(ЧТО ТРЕБУЕТСЯ):
Продолжите приведенный ниже текст о продолжительности космического полета, начав сразу после его последнего предложения.

(ИСХОДНЫЙ ТЕКСТ):
--*--

Ни один из последующих полетов человека в космос не давал такого резкого относительного прироста времени пребывания в полете, то есть не превышал продолжительности предыдущего во столько раз.

В связи с этим многие интересовавшиеся космическими исследованиями люди (а кто тогда ими не интересовался?) спрашивали:

– А для чего понадобился такой решительный шаг вперед? Почему увеличили время пребывания человека в космосе сразу в семнадцать раз, а не, скажем, в три, четыре, шесть раз?

Чтобы ответить на этот вопрос, нужно было вспомнить, что, пока космический корабль вертится, как небесное тело, по своей практически постоянной (точнее: медленно меняющейся) орбите, земной шар проворачивается под ним вокруг своей оси. И на каждом следующем витке подставляет под траекторию движения корабля все новые и новые районы земной поверхности, из которых далеко не все находятся на территории Советского Союза, а главное, далеко не все вообще сколько-нибудь пригодны для посадки космического корабля и последующей эвакуации космонавта. Моря, океаны, горные массивы, джунгли, пустыни – все это в качестве посадочной площадки подходит мало.

--*--

(ФРАГМЕНТ НАБОРА ДАННЫХ):
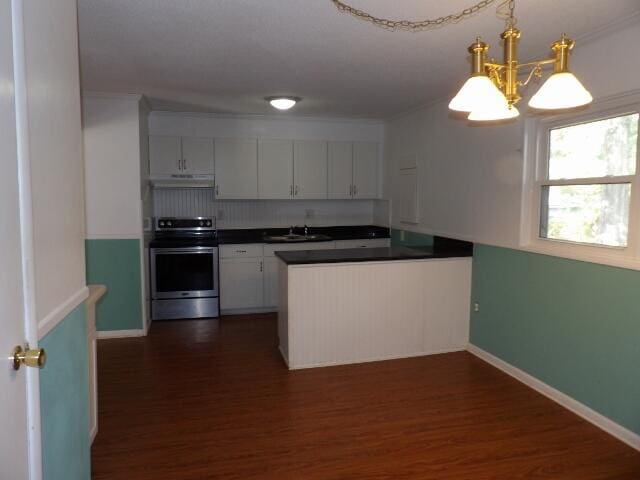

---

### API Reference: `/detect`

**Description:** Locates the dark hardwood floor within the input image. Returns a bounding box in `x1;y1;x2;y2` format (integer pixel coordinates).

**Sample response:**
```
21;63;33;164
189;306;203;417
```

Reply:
92;315;640;480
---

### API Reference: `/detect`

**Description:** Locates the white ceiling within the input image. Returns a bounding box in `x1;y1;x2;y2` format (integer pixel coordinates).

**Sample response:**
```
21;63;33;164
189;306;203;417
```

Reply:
78;0;640;118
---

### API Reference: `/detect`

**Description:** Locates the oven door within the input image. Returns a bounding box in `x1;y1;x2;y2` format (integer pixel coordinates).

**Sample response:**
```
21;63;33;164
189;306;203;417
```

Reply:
150;247;219;299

--*--

(ОЖИДАЕМЫЙ ОТВЕТ):
– Недаром поется в песне, что, мол, три четверти планеты – моря и океаны, остальное – острова, – сказал позднее по этому поводу сам Титов.

Вот и получилось, что для посадки в дневное время в уже, можно сказать, освоенном для этой цели районе Среднего Поволжья приходилось выбирать: либо один-два, либо семнадцать витков.

Можно было, разумеется, в случае необходимости посадить корабль «Восток-2» и до истечения запрограммированной продолжительности полета, но – с использованием ручного управления (доверие к которому, как помнит читатель, еще только начинало утверждаться), да еще к тому же в случайном районе, где не были заготовлены средства встречи и эвакуации космонавта.

Вот и получалось: лучше всего, чтобы Титов отлетал свои полные космические сутки.

К тому же это обстоятельство, насколько я помню, почти никого из участников пуска «Востока-2» особенно не тревожило. Полет Гагарина подействовал успокоительно – может быть, несколько чересчур успокоительно – едва ли не на всех.

– Теперь окончательно ясно, что человек в космосе может жить. Не так уж страшна оказалась эта невесомость, хоть вы нам тут ею все уши прожужжали, – бодро сказал в те дни один из участвовавших в пуске конструкторов.

– Так совсем уж и окончательно не страшна? – переспросил, покачав головой, стоявший рядом врач, явно почувствовавший, что ответственность за «прожужжание ушей» возлагается присутствующими на его родную медико-биологическую корпорацию.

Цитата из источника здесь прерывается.